[Start DATA SUPPLIED]

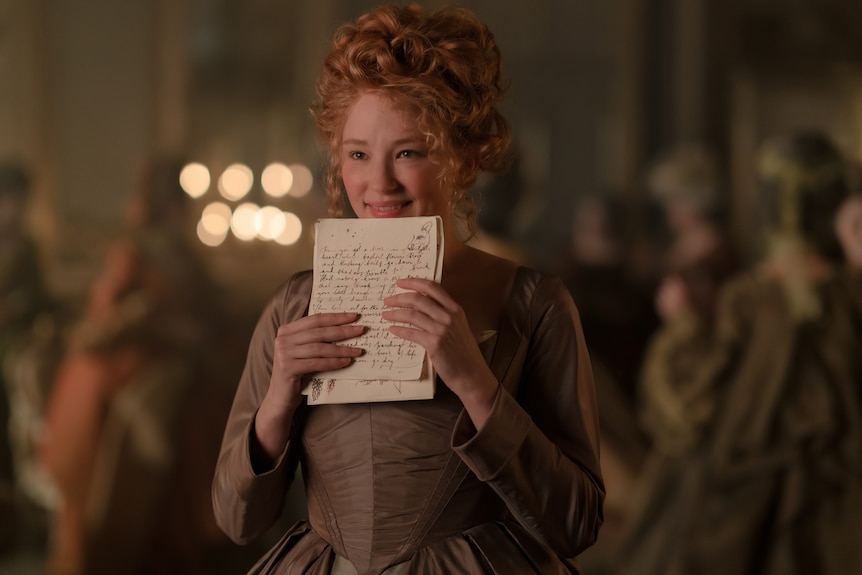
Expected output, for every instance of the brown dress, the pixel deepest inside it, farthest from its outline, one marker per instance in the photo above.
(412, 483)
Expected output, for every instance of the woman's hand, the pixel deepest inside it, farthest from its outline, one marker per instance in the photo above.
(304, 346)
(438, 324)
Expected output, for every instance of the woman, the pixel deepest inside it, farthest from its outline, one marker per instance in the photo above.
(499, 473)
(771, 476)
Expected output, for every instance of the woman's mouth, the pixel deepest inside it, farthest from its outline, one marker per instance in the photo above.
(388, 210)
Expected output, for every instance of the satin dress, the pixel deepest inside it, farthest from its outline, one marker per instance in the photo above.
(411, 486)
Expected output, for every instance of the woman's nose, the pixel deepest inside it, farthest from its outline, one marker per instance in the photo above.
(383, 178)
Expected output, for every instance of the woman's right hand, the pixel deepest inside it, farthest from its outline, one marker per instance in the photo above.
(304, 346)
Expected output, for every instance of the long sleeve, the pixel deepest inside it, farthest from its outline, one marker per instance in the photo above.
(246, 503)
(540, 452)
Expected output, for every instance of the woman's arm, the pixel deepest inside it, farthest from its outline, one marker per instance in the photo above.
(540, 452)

[End DATA SUPPLIED]
[Start DATA SUPPLIED]

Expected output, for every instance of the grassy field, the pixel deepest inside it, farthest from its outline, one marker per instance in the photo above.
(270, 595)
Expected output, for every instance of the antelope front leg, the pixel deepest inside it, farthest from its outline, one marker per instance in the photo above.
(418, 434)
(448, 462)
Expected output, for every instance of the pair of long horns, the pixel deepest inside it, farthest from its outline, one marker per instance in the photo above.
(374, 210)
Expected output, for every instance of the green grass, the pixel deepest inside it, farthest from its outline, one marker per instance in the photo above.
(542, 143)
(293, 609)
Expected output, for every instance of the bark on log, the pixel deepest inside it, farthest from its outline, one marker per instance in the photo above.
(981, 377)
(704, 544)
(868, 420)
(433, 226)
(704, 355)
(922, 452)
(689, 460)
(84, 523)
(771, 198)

[End DATA SUPPLIED]
[Start DATA SUPPLIED]

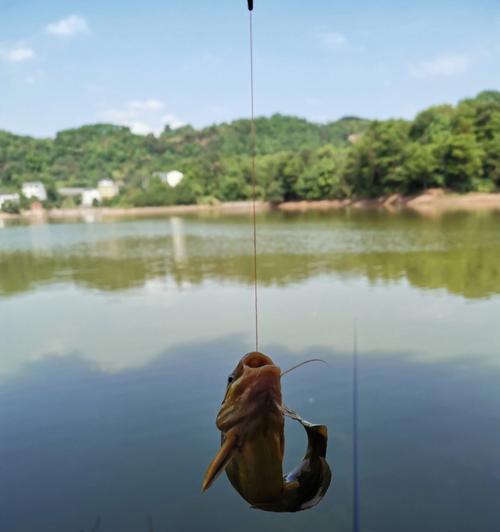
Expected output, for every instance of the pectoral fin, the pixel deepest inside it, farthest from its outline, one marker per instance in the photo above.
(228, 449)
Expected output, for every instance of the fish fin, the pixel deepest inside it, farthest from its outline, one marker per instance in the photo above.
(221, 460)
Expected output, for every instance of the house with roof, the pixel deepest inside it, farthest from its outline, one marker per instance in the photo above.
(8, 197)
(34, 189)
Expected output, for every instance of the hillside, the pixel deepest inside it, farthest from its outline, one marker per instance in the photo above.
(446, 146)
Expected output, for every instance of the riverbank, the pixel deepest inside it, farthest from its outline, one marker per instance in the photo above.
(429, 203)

[End DATA SUPPLIED]

→ **STATED EXERCISE**: From the listing above, copy each line that contains the string "dress", matching case exactly.

→ **THE RESULT**:
Expected output, for every instance of the brown dress, the pixel deepest inside it, farthest from its outline, one marker per instance in the photo above.
Expected output, for every instance of the satin dress, the pixel deepest inside it, farthest from its outline, one marker per instance in the photo above.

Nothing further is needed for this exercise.